■ Aim of the task
Count every line below that holds "bookcase". The answer is the number alone.

(Saved entries)

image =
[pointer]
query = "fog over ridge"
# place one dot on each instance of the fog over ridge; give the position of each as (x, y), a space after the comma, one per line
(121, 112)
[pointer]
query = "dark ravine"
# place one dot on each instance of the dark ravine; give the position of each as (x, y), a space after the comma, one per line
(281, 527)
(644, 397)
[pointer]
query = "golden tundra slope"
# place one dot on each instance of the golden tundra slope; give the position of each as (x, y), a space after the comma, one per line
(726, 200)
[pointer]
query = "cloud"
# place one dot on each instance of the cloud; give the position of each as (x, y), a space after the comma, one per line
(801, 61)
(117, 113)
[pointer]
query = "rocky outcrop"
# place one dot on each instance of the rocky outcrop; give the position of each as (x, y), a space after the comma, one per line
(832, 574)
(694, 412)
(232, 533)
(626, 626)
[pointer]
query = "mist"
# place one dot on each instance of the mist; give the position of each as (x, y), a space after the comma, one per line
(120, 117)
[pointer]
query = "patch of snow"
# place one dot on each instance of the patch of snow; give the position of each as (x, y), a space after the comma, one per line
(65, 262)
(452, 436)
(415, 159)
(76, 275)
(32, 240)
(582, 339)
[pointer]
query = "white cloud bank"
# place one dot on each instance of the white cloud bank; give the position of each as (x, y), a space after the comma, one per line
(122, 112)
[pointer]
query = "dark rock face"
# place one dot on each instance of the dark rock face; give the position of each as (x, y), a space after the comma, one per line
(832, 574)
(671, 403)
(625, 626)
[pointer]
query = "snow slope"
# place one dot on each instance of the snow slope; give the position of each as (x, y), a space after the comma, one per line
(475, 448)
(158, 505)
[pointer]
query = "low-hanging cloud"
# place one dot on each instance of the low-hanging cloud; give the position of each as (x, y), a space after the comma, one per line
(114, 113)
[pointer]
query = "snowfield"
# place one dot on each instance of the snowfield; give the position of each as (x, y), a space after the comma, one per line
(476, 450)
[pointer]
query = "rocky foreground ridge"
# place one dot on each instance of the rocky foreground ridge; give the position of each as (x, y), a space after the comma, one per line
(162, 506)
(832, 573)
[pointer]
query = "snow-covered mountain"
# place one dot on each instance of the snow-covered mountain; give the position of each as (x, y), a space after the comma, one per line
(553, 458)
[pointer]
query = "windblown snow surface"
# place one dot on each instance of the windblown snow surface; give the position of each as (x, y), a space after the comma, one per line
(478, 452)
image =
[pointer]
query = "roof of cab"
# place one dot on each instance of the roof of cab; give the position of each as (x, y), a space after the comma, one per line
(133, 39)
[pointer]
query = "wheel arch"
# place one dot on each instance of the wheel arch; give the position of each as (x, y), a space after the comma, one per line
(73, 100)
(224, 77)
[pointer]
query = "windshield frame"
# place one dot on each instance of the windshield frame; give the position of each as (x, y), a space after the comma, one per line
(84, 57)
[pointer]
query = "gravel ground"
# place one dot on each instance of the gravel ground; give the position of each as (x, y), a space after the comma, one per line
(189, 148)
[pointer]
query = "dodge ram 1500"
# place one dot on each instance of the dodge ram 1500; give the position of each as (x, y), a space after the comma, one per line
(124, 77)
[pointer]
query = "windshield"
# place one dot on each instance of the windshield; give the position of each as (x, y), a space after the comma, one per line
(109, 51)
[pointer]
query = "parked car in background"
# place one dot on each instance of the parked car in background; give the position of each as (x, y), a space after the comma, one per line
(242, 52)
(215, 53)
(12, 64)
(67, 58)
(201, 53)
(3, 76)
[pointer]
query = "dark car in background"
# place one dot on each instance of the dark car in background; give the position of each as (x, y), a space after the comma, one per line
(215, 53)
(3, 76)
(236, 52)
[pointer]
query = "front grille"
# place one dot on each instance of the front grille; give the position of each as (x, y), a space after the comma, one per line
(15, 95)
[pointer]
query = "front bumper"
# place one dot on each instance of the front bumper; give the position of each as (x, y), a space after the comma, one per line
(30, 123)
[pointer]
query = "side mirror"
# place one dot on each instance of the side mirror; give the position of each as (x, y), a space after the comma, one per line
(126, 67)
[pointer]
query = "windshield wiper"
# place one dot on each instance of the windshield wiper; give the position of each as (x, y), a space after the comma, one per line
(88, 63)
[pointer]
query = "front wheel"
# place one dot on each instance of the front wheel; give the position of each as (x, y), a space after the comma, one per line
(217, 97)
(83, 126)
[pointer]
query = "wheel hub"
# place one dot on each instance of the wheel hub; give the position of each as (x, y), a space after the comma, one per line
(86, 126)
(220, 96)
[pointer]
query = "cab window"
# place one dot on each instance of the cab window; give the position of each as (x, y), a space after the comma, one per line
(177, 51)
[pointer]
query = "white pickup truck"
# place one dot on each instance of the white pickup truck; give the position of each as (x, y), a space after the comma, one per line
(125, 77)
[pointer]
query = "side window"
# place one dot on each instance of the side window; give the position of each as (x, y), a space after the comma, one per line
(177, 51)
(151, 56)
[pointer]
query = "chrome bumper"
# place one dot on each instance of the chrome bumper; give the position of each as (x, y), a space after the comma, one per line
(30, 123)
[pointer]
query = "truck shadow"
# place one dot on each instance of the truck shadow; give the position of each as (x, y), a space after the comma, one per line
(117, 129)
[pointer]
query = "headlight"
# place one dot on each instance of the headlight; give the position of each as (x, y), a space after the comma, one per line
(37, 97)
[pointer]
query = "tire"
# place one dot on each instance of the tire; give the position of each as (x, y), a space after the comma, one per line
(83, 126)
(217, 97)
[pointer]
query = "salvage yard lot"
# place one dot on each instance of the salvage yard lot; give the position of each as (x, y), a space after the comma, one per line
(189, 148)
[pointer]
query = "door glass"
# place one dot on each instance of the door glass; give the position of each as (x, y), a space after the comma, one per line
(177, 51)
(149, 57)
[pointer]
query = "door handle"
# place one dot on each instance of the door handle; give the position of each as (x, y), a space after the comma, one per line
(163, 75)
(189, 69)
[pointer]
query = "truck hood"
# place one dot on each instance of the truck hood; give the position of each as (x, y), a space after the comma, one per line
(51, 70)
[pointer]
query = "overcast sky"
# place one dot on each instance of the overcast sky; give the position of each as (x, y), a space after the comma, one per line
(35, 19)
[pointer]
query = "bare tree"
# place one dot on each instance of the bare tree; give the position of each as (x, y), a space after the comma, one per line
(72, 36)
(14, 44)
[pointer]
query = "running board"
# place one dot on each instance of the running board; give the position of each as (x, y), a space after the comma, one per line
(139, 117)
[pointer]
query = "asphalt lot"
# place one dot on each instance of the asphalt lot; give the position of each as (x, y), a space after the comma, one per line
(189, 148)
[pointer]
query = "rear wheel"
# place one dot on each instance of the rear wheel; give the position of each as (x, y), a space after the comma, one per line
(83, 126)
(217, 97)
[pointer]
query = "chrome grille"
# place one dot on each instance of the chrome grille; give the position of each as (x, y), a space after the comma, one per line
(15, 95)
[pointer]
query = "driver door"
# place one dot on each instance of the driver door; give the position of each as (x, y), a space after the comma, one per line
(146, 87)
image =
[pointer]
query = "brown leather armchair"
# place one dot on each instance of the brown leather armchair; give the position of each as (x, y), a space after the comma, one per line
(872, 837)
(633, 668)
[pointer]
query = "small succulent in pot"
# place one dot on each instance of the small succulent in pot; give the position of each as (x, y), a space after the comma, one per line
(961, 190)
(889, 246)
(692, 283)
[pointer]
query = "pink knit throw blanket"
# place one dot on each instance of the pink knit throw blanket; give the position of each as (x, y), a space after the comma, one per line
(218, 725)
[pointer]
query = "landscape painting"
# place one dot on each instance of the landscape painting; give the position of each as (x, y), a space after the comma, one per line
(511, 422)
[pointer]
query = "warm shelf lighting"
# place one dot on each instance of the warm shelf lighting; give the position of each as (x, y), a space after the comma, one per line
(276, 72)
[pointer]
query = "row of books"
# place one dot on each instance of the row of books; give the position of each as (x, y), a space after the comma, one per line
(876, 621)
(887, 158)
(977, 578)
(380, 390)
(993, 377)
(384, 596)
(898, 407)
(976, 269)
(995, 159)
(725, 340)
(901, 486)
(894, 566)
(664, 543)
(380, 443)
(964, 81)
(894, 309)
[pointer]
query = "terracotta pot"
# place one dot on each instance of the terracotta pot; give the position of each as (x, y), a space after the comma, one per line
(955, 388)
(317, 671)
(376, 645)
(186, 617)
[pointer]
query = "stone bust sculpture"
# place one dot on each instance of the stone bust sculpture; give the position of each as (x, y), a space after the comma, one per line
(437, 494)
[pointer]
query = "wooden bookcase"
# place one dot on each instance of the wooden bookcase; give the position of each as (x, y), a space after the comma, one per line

■ Completed exercise
2